#### Extrait du document:
Arrivé dans le cadre de son Master à Lisbonne en 2017, Natan Jacquemin est le fondateur de l'entreprise Nãm, un projet d'économie circulaire qui transforme le marc de café en champignon. Lepetitjournal a été à la rencontre de cet entrepreneur belge pour connaître son parcours et le projet qu'il a développé.
Lepetitjournal.com : Qu'est-ce que Nãm ?
Natan Jacquemin : Nãm est un projet d'économie circulaire et une ferme urbaine. Notre objectif est de prouver que le déchet n'existe pas, que c'est une invention de l'être humain dans l'économie. Si on prend pour exemple la nature où le déchet n'existe pas, on peut alors penser le concept du déchet comme une opportunité. C'est la notion d'économie circulaire. Nous recyclons donc le marc de café qui va être un excellent substrat pour ensuite faire pousser des champignons que l'on vend principalement aux restaurants. J´aime bien le mot « nãm » qui veut dire champignon en vietnamien.
Nãm innove par son orientation plus économique et par l'équilibre que nous essayons de trouver entre économie et social
Comment avez-vous eu cette idée ?

#### Exercice court:
Poursuivez l'entretien consacré à Nãm après sa dernière phrase. Les lignes ci-dessous ne sont pas nécessaires.

[Lignes de données d'annotation par boîtes]
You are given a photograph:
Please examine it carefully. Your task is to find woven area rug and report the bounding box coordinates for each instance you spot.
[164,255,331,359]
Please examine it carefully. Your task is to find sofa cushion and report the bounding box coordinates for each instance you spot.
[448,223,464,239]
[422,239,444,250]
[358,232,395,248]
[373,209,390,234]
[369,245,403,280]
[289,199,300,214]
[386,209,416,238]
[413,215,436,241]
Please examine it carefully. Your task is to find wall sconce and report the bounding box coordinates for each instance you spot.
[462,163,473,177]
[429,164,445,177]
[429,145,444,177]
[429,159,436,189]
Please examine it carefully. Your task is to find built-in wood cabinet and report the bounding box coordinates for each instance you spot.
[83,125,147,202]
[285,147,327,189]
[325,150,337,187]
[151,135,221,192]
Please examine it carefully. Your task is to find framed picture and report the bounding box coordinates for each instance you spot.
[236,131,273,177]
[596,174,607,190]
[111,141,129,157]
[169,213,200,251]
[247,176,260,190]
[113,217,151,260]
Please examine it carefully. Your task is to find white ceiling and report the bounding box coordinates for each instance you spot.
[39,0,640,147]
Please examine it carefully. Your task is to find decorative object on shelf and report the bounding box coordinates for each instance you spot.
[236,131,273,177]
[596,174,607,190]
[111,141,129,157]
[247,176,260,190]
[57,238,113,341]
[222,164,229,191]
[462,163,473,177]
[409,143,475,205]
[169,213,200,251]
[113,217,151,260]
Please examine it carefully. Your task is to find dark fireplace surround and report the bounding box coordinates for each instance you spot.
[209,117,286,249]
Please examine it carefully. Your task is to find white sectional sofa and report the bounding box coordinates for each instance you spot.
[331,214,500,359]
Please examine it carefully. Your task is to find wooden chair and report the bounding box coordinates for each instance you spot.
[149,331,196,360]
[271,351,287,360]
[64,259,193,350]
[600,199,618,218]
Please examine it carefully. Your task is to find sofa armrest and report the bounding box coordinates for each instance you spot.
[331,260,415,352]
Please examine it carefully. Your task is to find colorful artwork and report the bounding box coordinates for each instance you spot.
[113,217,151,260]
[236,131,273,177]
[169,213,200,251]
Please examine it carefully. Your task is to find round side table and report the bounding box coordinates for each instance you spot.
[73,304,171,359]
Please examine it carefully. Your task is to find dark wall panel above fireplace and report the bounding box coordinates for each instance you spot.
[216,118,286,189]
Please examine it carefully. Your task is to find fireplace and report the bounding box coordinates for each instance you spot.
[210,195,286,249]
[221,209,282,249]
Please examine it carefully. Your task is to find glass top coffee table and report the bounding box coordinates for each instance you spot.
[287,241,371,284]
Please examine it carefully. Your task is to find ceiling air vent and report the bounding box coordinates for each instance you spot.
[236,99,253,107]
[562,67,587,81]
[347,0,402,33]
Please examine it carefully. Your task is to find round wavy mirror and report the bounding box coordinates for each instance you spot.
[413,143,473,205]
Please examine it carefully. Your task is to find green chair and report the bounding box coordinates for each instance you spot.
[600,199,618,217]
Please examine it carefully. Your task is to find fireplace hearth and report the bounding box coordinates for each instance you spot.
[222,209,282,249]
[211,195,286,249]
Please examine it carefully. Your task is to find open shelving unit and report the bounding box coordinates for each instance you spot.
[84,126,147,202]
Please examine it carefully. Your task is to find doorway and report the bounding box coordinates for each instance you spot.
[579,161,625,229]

#### Résultat final:
Après avoir fait un bachelor de gestion à Maastricht, j'ai poursuivi mes études et donc mon Master à l´Université Catholique de Lisbonne. A la fin de mon Master, j'avais cette ambition d'avoir un impact positif et j'étais aussi très intéressé par l'entrepreneuriat. J'ai donc commencé à réfléchir à plusieurs modèles d'économie circulaire qui n'existaient pas au Portugal et plutôt simples à réaliser, sans besoins d'investissements colossaux et faciles à comprendre. J'ai choisi Lisbonne parce que j'aime la ville et les conditions de vie mais aussi parce que cela représentait une opportunité pour mon projet. Les projets d'économie circulaire ne sont pas vraiment développés ici, et le café est très consommé au Portugal, c'était donc symbolique de recycler le marc de café.
Je n'ai pas inventé l'idée d'utiliser le marc de café comme substrat. Elle a été pensée par un scientifique chinois dans les années 90. Nãm innove en revanche par son orientation plus économique et par l'équilibre que nous essayons de trouver entre économie et social. La plupart de ces initiatives dans le monde sont surtout sociales.
Comment avez-vous fait vos débuts ? Est-ce que cela a été difficile ?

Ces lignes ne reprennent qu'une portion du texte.